PASSAGE PROVIDED:

He argues that many factors are involved in family break-ups, and “you would need a broad imagination to think that people would change their attitudes to one another for a couple of tenners a week”.
“The issue with most of the young people who come in front of us [in court] is that they come from homes that are in poverty,” says Hammersley. “It’s not the fact that mum and dad are married that’s most important, it’s what they can provide for their child in terms of resources. A single mother can often access quite good resources. Social inequality is the real problem.”
Carole Whitty, a former head teacher, is now deputy general secretary of the National Association of Head Teachers. She spent years teaching in Birmingham and the Midlands. In her experience, too, marriage is not a miracle solution. “A stable family is obviously the best possible start that you can give a child, but it isn’t always marriage that creates this stability,” she says. “Young people know if their parents are only staying together for their sake, and sometimes that becomes more upsetting. If parents do separate, it is the way they manage the separation that makes the crucial difference.
“It may well be preferable for one parent to be at home during the very early years of a child’s life, but it isn’t an exact science. The most important thing is for children to know that they are loved and cared for, and that there is routine and consistency in their lives.”
Whitty says that society is still coming to terms with the economic and social changes of the past 20 years, such as more women going out to work. She adds that children today are less dependent on their parents for their views and values. “The growth of TV and the internet has made a very significant change to their lives,” she says. “We didn’t have easy access to other sets of ideas or values when we were children.
“As to marriage, there are often complex reasons why people prefer not to get married. I realise that David Cameron is making a political statement with this policy, but a £20 tax break is hardly going to make the difference he seeks.
“One pregnant woman told me recently that she would love to stay at home with her baby for a while, but that it would have to be an enormous tax break to help with her mortgage.”
Whitty also believes that we should keep “juvenile deliquency” in perspective. “We hear so much about gangs and disorder on the street . . . I have been in education for 35 years and gangs are nothing new. When I taught in Birmingham in the 1970s we had street gangs and fights between schools. In those schools now, you’ll find that things are a lot more controlled and disciplined.”

THE DATA:

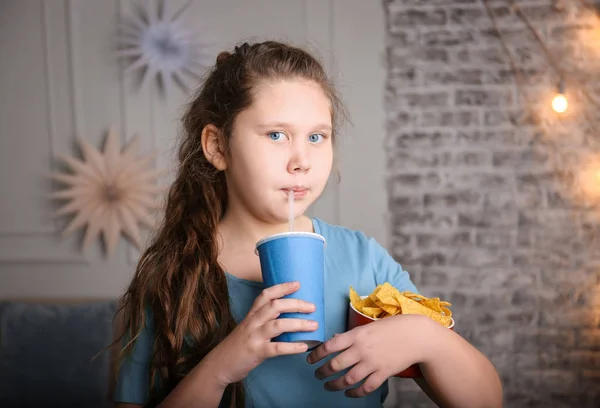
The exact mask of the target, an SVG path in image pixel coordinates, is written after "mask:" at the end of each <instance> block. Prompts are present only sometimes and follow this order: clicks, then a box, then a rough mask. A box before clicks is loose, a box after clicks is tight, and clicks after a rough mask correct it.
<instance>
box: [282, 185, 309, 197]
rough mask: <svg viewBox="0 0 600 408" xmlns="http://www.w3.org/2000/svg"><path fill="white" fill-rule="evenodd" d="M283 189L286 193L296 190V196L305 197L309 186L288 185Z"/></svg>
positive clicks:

ACTIVITIES:
1. In the article on marriage and family stability, translate this sentence into Spanish: "She spent years teaching in Birmingham and the Midlands."
2. Continue the article on marriage and family stability from its last sentence.

REPLIES:
1. Pasó años enseñando en Birmingham y en las Midlands.

2.
The belief that the quality of a couple’s relationship, rather than its legality, is what matters seems to be a consistent one. Sue Parkes, chief executive of Relate for Greater Manchester South, says that showing mutual respect in a relationship is the example that we should be setting children first and foremost. “We need to show children good-quality long-term relationships, married or unmarried, where there is genuinely an equal partnership,” she says.
“I know children who have been raised brilliantly by single parents. I wouldn’t like to prescribe to any woman what she should do. But I do think children need something to aspire to – and that is a stable family life. Some children live in difficult family circumstances where the parent changes partners constantly. They need stability, but that doesn’t have to mean marriage.”
And the tax break? “I don’t think £20 a week is going to be a carrot to many people. There’s no longer such a tradition of saving to buy your first house together, then having kids. People get married later in life when they are financially stable.
“Yes, it’s lovely for children to go home from school and mum is there. And it’s true that when both parents work it creates extra stresses, with shift-work and people working away from home. But with fragmented families to whom £20 may seem attractive, those mothers are probably at home anyway. And it isn’t a big enough amount to appeal to those who aren’t.
“It would be more constructive for employers to make it easier for parents to spend more time with children at home.”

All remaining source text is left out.